- [Stated task]:
Exactly reproduce the lines from the one holding "sky in the photo below, each" through the final line of the listing below, with both ends included and nothing else.

Object point labels:
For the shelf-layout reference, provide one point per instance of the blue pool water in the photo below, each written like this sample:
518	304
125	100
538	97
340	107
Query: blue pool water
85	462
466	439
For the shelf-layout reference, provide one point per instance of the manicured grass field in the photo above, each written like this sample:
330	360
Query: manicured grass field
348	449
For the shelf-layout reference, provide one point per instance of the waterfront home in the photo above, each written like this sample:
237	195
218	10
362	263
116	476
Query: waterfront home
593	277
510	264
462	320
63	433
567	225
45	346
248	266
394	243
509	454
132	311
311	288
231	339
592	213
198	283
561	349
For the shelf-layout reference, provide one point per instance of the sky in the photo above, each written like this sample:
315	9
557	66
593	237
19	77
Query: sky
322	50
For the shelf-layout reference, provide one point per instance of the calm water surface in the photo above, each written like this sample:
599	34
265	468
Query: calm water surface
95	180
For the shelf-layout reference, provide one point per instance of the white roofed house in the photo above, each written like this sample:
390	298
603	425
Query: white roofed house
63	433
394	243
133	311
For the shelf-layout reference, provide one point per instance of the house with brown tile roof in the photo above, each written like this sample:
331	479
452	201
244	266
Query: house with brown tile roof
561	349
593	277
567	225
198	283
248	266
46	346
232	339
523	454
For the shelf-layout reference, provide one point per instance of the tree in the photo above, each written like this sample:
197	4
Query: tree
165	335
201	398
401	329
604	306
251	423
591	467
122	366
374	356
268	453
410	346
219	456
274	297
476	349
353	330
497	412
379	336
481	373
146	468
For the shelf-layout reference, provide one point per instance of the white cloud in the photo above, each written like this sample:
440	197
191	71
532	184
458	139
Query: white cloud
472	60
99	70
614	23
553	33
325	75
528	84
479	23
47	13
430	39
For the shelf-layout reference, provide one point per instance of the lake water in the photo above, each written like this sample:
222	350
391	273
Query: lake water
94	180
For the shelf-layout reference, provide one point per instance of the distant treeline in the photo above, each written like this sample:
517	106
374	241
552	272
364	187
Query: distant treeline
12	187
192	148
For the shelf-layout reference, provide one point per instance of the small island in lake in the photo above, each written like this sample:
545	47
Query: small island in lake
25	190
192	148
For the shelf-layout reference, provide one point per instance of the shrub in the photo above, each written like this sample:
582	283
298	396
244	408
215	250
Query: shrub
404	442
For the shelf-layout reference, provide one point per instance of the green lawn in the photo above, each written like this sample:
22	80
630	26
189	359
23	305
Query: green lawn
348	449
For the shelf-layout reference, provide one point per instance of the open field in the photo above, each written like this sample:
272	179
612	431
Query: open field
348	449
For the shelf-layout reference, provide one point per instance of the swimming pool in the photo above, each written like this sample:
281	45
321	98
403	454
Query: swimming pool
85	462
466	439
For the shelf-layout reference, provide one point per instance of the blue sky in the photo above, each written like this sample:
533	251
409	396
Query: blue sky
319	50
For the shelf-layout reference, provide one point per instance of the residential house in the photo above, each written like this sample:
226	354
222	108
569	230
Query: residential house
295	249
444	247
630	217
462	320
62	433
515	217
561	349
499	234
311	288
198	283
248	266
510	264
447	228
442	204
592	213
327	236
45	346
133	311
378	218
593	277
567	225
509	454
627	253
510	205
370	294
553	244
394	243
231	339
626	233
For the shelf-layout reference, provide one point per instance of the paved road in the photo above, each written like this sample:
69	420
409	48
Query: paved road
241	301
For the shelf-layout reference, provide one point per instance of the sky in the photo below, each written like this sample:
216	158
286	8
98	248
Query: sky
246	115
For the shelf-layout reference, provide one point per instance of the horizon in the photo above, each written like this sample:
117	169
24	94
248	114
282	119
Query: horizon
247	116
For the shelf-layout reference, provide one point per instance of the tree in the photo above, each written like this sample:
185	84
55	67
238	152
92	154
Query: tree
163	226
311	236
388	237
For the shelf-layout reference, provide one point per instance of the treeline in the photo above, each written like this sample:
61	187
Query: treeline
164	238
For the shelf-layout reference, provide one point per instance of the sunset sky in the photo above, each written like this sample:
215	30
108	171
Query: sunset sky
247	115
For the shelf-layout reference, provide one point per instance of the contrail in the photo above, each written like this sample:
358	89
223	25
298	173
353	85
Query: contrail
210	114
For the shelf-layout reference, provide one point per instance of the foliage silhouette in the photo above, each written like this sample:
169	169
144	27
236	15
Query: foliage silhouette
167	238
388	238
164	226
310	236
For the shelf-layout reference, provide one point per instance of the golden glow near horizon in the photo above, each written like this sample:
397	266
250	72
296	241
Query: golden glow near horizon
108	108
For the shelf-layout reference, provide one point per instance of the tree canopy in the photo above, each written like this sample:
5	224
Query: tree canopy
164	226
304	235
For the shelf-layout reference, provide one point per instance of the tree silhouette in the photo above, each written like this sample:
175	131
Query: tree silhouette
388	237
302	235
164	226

- [The answer]:
For the shelf-layout reference, provide one point per instance of the sky in the photo below, each written like this sample:
216	158
286	8
98	248
Query: sky
246	115
For the shelf-layout reference, provide one point per instance of the horizon in the photo above, each written like this sample:
117	169
24	94
248	114
282	119
Query: horizon
247	116
For the shelf-layout reference, provide one point per instance of the tree in the photo above, each written like this sample:
185	84
55	67
238	152
92	154
Query: tree
163	226
311	236
388	237
For the shelf-layout reference, provide one point per instance of the treeline in the photo above, each written like this sample:
61	187
Query: treeline
164	238
For the shelf-layout reference, provide one point per instance of the sunset sky in the photo above, each written like this sample:
215	30
108	171
Query: sunset sky
247	115
For the shelf-layout reference, provide one point per instance of the contrail in the photo above, each written like this sample:
358	89
223	25
298	173
353	85
Query: contrail
210	114
For the shelf-layout reference, provide one point per instance of the foliage silhouette in the photo above, each written like this sample:
169	169
144	27
236	15
Query: foliage silhouette
167	238
388	238
164	226
310	236
For the shelf-layout reference, provide one point per instance of the golden glow near horizon in the photo above, each written like this sample:
397	266
250	72
296	241
Query: golden glow near horizon
108	108
For the shelf-layout reference, provide one point per instance of the tree canopy in the photo above, each written like this sample:
5	224
Query: tree canopy
164	226
304	235
For the shelf-layout reference, provide one point per instance of the tree silhouette in the photo above, each written like this sample:
175	131
Query: tree silhouette
388	237
302	235
164	226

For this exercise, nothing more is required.